*EXERCISE*
Report how many lines in the rows below contain the string "green". Give only the number.

*RECORDS PROVIDED*
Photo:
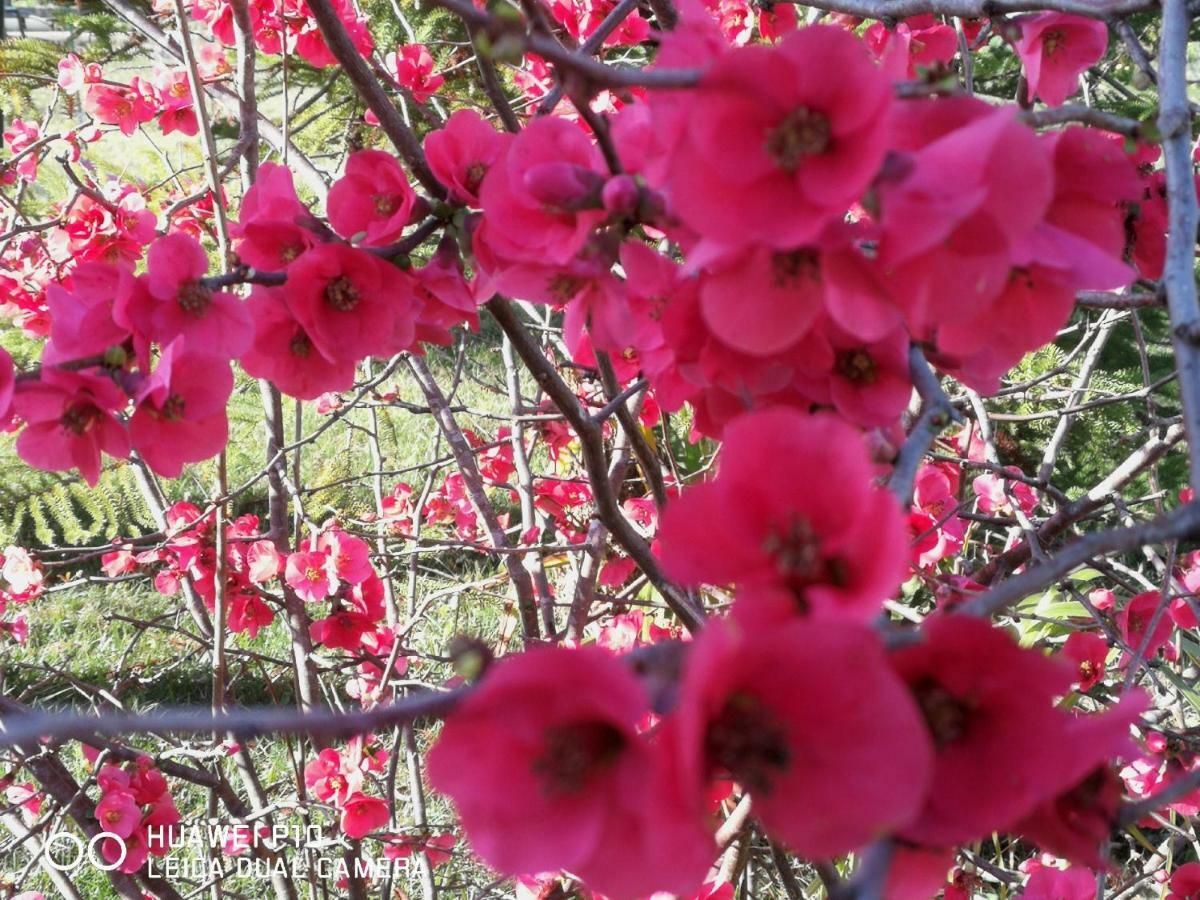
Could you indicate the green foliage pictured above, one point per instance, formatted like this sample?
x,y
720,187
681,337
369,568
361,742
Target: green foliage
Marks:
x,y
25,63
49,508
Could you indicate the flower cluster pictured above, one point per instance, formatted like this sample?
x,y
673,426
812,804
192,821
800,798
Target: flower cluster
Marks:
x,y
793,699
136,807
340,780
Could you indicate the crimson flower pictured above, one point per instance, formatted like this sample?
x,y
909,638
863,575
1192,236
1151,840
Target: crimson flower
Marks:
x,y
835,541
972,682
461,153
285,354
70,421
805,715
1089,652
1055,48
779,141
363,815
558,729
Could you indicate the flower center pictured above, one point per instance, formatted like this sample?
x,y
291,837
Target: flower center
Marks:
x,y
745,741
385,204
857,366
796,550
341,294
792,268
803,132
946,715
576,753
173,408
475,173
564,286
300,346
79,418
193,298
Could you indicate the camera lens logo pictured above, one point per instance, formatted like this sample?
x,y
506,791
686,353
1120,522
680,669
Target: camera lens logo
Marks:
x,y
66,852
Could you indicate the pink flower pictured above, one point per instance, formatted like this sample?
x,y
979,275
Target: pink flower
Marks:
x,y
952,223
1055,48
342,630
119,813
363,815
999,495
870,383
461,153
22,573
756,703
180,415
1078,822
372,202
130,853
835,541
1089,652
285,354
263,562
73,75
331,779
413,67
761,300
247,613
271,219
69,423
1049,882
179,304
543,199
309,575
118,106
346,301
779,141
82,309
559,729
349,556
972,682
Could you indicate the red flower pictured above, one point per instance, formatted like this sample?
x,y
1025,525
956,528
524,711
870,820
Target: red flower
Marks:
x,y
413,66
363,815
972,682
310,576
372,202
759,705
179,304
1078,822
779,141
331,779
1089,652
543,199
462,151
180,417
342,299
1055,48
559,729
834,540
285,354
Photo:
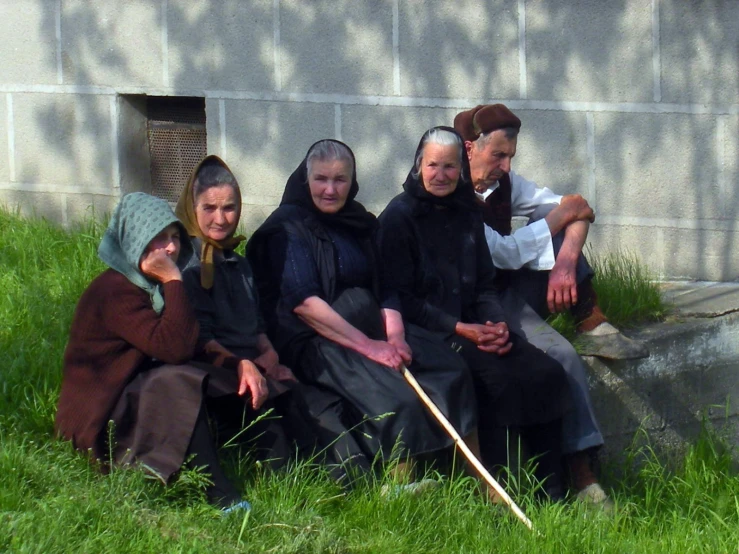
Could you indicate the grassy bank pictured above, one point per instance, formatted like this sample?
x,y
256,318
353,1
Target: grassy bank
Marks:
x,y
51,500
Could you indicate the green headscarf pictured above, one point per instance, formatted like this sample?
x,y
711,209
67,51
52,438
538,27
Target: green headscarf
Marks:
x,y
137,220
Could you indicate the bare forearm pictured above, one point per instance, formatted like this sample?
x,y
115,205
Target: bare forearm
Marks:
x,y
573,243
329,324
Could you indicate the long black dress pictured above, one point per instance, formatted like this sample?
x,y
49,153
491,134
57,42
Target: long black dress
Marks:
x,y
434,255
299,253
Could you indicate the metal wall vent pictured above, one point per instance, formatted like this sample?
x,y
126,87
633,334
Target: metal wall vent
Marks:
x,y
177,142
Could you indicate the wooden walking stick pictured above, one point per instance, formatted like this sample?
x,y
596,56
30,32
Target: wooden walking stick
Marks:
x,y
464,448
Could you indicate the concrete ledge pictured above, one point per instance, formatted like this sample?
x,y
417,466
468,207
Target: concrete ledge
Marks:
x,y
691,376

...

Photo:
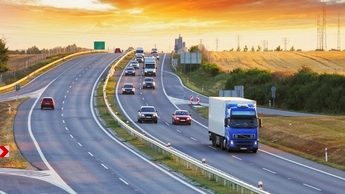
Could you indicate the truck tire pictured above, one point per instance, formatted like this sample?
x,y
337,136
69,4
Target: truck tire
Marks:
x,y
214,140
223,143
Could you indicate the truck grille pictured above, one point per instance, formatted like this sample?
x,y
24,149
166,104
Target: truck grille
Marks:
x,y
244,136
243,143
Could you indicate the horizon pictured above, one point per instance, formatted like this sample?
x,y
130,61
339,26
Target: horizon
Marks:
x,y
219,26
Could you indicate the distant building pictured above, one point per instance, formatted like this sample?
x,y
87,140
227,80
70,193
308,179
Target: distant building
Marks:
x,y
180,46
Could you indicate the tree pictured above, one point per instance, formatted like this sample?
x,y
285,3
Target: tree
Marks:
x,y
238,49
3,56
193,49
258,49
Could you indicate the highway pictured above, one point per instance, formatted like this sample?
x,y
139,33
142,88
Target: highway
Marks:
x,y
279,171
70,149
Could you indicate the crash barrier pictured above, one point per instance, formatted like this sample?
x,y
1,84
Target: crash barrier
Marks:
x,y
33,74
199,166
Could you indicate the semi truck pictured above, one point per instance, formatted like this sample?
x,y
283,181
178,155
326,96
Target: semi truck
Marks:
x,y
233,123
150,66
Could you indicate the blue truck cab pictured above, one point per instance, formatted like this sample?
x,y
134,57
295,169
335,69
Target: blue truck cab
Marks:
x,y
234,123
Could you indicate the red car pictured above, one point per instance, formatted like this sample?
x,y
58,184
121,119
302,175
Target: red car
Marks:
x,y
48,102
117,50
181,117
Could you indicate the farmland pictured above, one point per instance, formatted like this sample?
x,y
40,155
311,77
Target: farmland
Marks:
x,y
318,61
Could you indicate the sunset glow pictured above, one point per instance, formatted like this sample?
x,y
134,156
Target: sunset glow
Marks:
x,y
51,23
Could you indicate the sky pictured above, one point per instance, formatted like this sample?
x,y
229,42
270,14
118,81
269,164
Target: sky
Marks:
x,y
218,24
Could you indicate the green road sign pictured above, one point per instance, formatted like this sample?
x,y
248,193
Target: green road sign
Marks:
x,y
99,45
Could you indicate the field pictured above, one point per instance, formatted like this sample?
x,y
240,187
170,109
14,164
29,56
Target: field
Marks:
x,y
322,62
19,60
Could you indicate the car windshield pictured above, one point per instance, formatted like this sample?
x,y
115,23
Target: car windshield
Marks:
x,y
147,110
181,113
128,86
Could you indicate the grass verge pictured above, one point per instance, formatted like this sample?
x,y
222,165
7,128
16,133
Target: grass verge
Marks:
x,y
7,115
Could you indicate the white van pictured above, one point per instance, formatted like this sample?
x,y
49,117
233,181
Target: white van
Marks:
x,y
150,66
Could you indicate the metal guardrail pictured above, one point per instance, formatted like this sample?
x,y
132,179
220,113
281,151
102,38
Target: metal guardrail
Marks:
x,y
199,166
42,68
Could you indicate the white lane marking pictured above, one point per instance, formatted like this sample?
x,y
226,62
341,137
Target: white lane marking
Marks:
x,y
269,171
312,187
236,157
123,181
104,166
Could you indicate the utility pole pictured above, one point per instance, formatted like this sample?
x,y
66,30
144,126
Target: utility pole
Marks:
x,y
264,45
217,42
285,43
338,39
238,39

*THE COMPLETED TASK*
6